# 9 Good Pieces Of Advice On Dealing With Infidelity



## Truthseeker1 (Jul 17, 2013)

9 Good Pieces Of Advice On Dealing With Infidelity

There's no right or wrong way to respond when someone cheats on you. It's a painful, deeply personal experience and only you know what course of action you should take to get beyond the affair.

Still, advice from people who've experienced the same betrayal certainly helps. Below, our readers on Facebook and Twitter share their best advice for dealing with an affair -- many of them drawing on their personal experience.

See what they had to say, then add your advice on how to move on from infidelity in the comments.

1. "It took me a while to get past it but what helped me was to remind myself that their behavior is their choice. You have no control over them. It's very possible that they might never be happy because they'll always be looking for something else when the problem lies with them. You, on the other hand, are awesome and can handle it. Believe me."

2. "Let go of the anger. After I finally let go of that, I thanked my ex and his affair partner for the doors they had opened for me. I am a good person (you are too, whether you know it or not) and I deserve the best. My ex running off with another woman gave me the freedom to find what was best for me."

3. "Cry, scream, and have a fit. You're going to be angry, so let it out. There's nothing worse than people telling you to stay calm and pull it together." 

4. "Take the time to think about your situation. Don't react immediately and make a decision you'll regret. You don't have to make a decision right away. And once you've thought about what you want to do, make a plan -- possibly an exit plan and get all your ducks in a row. That's what I did. The first time I forgave, but I had a plan in case it happened again. When it inevitably did, I knew exactly what I was going to do, where I was going to live, where my kids would go to school, my work and child support situation."

*SUPPLIED MATERIAL*:
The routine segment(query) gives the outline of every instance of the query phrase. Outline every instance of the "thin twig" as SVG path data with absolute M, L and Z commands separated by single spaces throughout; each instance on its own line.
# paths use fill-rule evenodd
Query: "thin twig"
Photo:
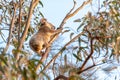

*STATED TASK*: In the post on dealing with infidelity, on which two platforms did the readers share their advice?

*COMPLETE RESPONSE*: Facebook and Twitter.